# Exercise instructions
List every line of the rows below that contains the string "uniform". Treat uppercase and lowercase letters as distinct when matching.

# Provided records
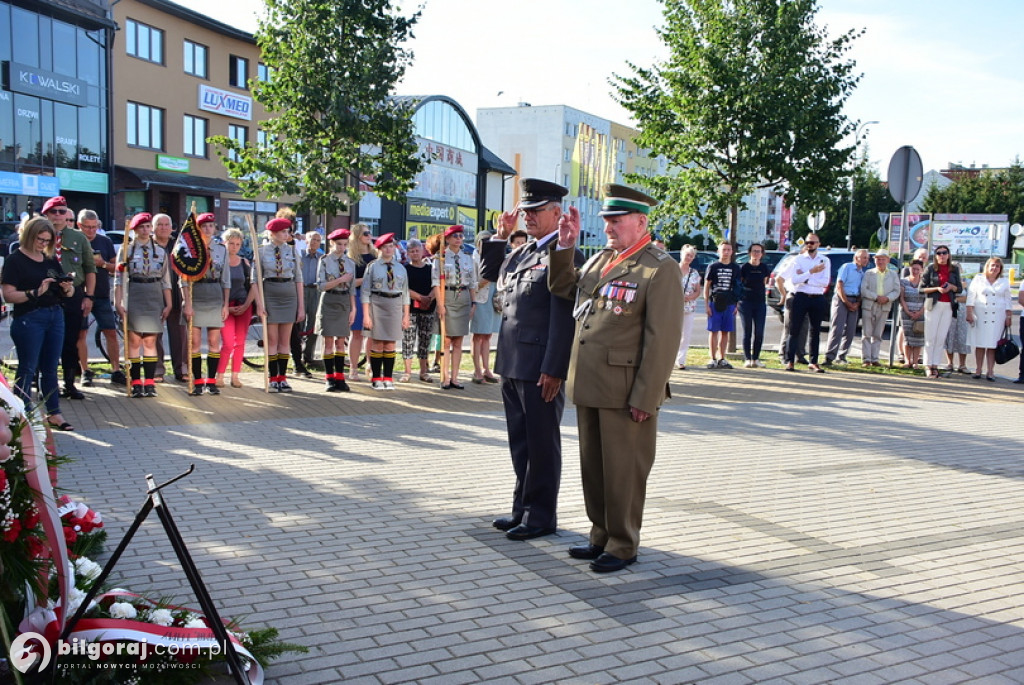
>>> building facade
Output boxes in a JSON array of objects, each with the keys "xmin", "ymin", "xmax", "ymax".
[
  {"xmin": 0, "ymin": 0, "xmax": 115, "ymax": 243},
  {"xmin": 112, "ymin": 0, "xmax": 303, "ymax": 235},
  {"xmin": 355, "ymin": 95, "xmax": 515, "ymax": 239}
]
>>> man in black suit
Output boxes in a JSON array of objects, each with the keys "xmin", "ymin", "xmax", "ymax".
[{"xmin": 480, "ymin": 178, "xmax": 583, "ymax": 540}]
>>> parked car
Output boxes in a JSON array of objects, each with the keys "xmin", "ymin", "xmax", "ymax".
[{"xmin": 766, "ymin": 250, "xmax": 902, "ymax": 328}]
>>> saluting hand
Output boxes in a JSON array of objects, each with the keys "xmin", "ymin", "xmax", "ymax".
[{"xmin": 558, "ymin": 206, "xmax": 580, "ymax": 248}]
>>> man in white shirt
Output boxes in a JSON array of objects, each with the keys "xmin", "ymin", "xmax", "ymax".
[{"xmin": 785, "ymin": 233, "xmax": 831, "ymax": 374}]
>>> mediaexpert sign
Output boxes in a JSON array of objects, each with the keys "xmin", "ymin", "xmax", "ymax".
[
  {"xmin": 199, "ymin": 83, "xmax": 253, "ymax": 121},
  {"xmin": 3, "ymin": 61, "xmax": 89, "ymax": 108}
]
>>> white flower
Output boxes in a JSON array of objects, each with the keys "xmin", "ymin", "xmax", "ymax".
[
  {"xmin": 148, "ymin": 609, "xmax": 174, "ymax": 626},
  {"xmin": 75, "ymin": 557, "xmax": 103, "ymax": 581},
  {"xmin": 111, "ymin": 602, "xmax": 138, "ymax": 618}
]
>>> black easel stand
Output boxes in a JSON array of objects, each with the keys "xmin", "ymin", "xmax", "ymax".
[{"xmin": 51, "ymin": 464, "xmax": 250, "ymax": 685}]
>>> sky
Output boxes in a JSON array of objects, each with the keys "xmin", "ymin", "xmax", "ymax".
[{"xmin": 175, "ymin": 0, "xmax": 1024, "ymax": 177}]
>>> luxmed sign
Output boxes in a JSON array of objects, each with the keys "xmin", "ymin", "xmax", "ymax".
[
  {"xmin": 199, "ymin": 84, "xmax": 253, "ymax": 121},
  {"xmin": 3, "ymin": 61, "xmax": 88, "ymax": 108}
]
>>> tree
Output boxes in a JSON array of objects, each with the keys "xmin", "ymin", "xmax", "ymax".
[
  {"xmin": 611, "ymin": 0, "xmax": 860, "ymax": 242},
  {"xmin": 793, "ymin": 155, "xmax": 899, "ymax": 248},
  {"xmin": 922, "ymin": 159, "xmax": 1024, "ymax": 223},
  {"xmin": 211, "ymin": 0, "xmax": 423, "ymax": 215}
]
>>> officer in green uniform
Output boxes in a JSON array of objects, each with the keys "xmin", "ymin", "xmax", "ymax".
[
  {"xmin": 548, "ymin": 183, "xmax": 683, "ymax": 572},
  {"xmin": 43, "ymin": 196, "xmax": 96, "ymax": 399}
]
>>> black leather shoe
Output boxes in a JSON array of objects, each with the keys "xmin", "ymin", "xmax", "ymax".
[
  {"xmin": 569, "ymin": 545, "xmax": 604, "ymax": 561},
  {"xmin": 490, "ymin": 516, "xmax": 522, "ymax": 530},
  {"xmin": 590, "ymin": 552, "xmax": 637, "ymax": 573},
  {"xmin": 505, "ymin": 523, "xmax": 555, "ymax": 540}
]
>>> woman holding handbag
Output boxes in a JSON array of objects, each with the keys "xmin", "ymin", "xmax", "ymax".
[{"xmin": 967, "ymin": 257, "xmax": 1013, "ymax": 383}]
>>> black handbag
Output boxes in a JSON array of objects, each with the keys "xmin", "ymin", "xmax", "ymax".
[{"xmin": 995, "ymin": 327, "xmax": 1021, "ymax": 363}]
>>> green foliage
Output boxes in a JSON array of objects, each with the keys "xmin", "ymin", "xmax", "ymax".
[
  {"xmin": 611, "ymin": 0, "xmax": 860, "ymax": 237},
  {"xmin": 922, "ymin": 159, "xmax": 1024, "ymax": 223},
  {"xmin": 210, "ymin": 0, "xmax": 423, "ymax": 214},
  {"xmin": 793, "ymin": 160, "xmax": 899, "ymax": 248}
]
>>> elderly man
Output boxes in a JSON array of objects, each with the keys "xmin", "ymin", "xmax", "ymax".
[
  {"xmin": 824, "ymin": 249, "xmax": 868, "ymax": 367},
  {"xmin": 480, "ymin": 178, "xmax": 583, "ymax": 540},
  {"xmin": 785, "ymin": 233, "xmax": 831, "ymax": 374},
  {"xmin": 43, "ymin": 196, "xmax": 96, "ymax": 399},
  {"xmin": 860, "ymin": 250, "xmax": 900, "ymax": 367},
  {"xmin": 548, "ymin": 183, "xmax": 683, "ymax": 573}
]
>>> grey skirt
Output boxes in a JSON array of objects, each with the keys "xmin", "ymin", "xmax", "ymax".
[
  {"xmin": 263, "ymin": 281, "xmax": 299, "ymax": 324},
  {"xmin": 444, "ymin": 290, "xmax": 471, "ymax": 338},
  {"xmin": 315, "ymin": 293, "xmax": 352, "ymax": 338},
  {"xmin": 126, "ymin": 281, "xmax": 164, "ymax": 334},
  {"xmin": 181, "ymin": 282, "xmax": 224, "ymax": 329},
  {"xmin": 364, "ymin": 295, "xmax": 402, "ymax": 342}
]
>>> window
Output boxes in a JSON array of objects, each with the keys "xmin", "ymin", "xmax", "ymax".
[
  {"xmin": 183, "ymin": 115, "xmax": 208, "ymax": 157},
  {"xmin": 125, "ymin": 19, "xmax": 164, "ymax": 65},
  {"xmin": 184, "ymin": 40, "xmax": 210, "ymax": 79},
  {"xmin": 227, "ymin": 54, "xmax": 249, "ymax": 88},
  {"xmin": 126, "ymin": 102, "xmax": 164, "ymax": 151},
  {"xmin": 227, "ymin": 124, "xmax": 249, "ymax": 162}
]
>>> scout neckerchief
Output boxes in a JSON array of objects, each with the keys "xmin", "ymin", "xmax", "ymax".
[{"xmin": 601, "ymin": 233, "xmax": 650, "ymax": 279}]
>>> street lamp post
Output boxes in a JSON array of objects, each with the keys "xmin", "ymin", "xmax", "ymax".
[{"xmin": 846, "ymin": 121, "xmax": 879, "ymax": 250}]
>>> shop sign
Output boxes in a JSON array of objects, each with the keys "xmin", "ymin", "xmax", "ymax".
[
  {"xmin": 57, "ymin": 167, "xmax": 110, "ymax": 195},
  {"xmin": 406, "ymin": 198, "xmax": 458, "ymax": 225},
  {"xmin": 157, "ymin": 155, "xmax": 188, "ymax": 174},
  {"xmin": 3, "ymin": 61, "xmax": 88, "ymax": 108},
  {"xmin": 199, "ymin": 83, "xmax": 253, "ymax": 121},
  {"xmin": 0, "ymin": 171, "xmax": 60, "ymax": 198}
]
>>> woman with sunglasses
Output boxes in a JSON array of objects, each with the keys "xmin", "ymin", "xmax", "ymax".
[
  {"xmin": 0, "ymin": 216, "xmax": 75, "ymax": 430},
  {"xmin": 346, "ymin": 223, "xmax": 378, "ymax": 381},
  {"xmin": 919, "ymin": 245, "xmax": 964, "ymax": 378},
  {"xmin": 114, "ymin": 212, "xmax": 171, "ymax": 397}
]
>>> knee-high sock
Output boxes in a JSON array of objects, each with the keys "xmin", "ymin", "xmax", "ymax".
[
  {"xmin": 191, "ymin": 353, "xmax": 206, "ymax": 385},
  {"xmin": 206, "ymin": 352, "xmax": 220, "ymax": 383},
  {"xmin": 142, "ymin": 356, "xmax": 157, "ymax": 385},
  {"xmin": 370, "ymin": 351, "xmax": 384, "ymax": 381}
]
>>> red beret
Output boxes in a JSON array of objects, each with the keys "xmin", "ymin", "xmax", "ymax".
[
  {"xmin": 266, "ymin": 217, "xmax": 292, "ymax": 233},
  {"xmin": 43, "ymin": 195, "xmax": 68, "ymax": 214},
  {"xmin": 128, "ymin": 212, "xmax": 153, "ymax": 230}
]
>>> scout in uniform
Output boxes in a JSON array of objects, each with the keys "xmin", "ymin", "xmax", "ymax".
[
  {"xmin": 549, "ymin": 183, "xmax": 683, "ymax": 572},
  {"xmin": 180, "ymin": 212, "xmax": 231, "ymax": 396},
  {"xmin": 434, "ymin": 226, "xmax": 480, "ymax": 390},
  {"xmin": 361, "ymin": 233, "xmax": 409, "ymax": 390},
  {"xmin": 114, "ymin": 212, "xmax": 171, "ymax": 397},
  {"xmin": 316, "ymin": 228, "xmax": 355, "ymax": 392},
  {"xmin": 253, "ymin": 217, "xmax": 305, "ymax": 392}
]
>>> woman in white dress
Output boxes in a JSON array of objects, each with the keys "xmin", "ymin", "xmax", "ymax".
[{"xmin": 967, "ymin": 257, "xmax": 1013, "ymax": 382}]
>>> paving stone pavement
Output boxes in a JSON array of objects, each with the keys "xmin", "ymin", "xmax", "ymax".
[{"xmin": 51, "ymin": 370, "xmax": 1024, "ymax": 685}]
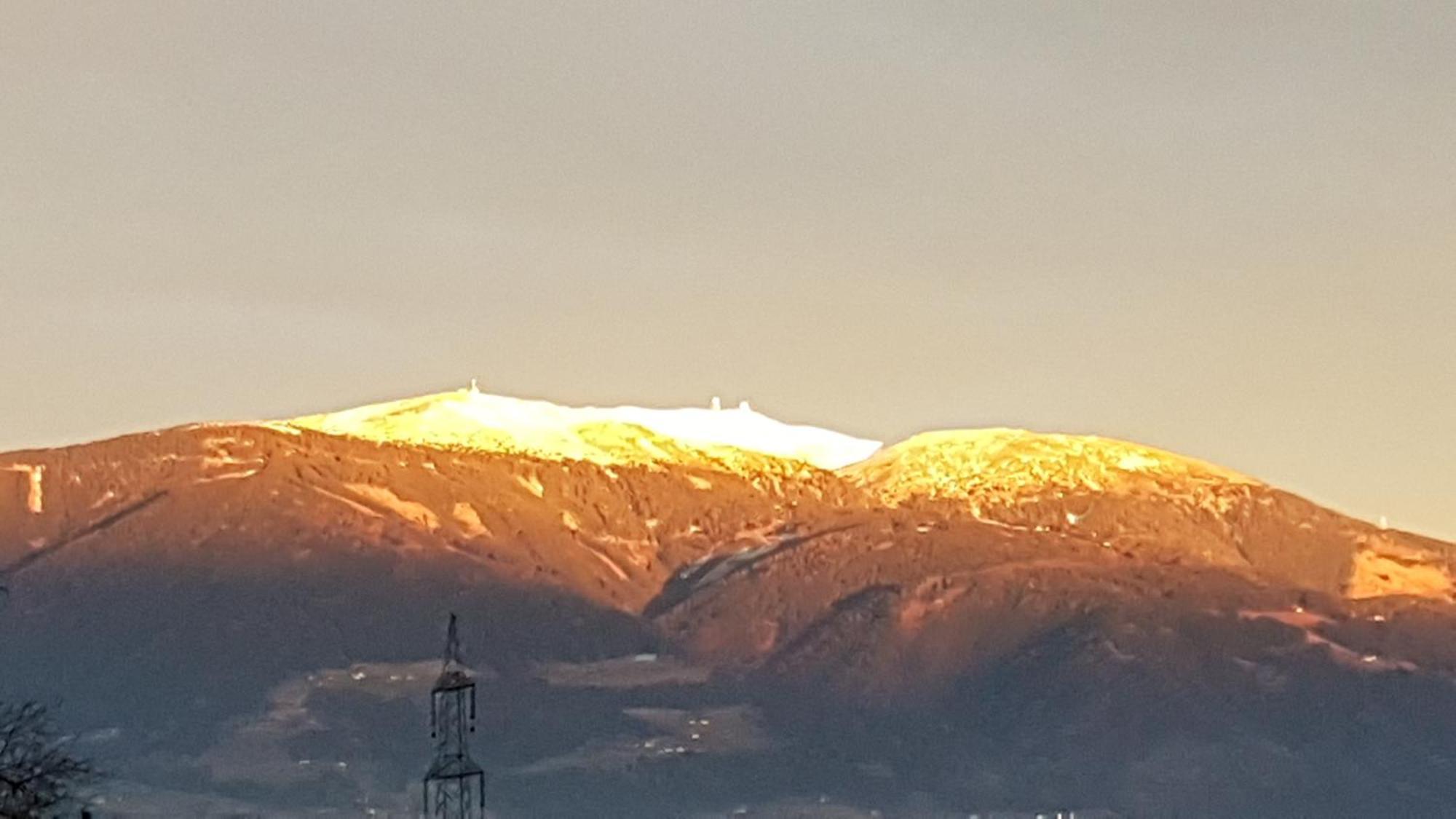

# Solved exercise
>>> officer in green uniform
>>> scout in uniform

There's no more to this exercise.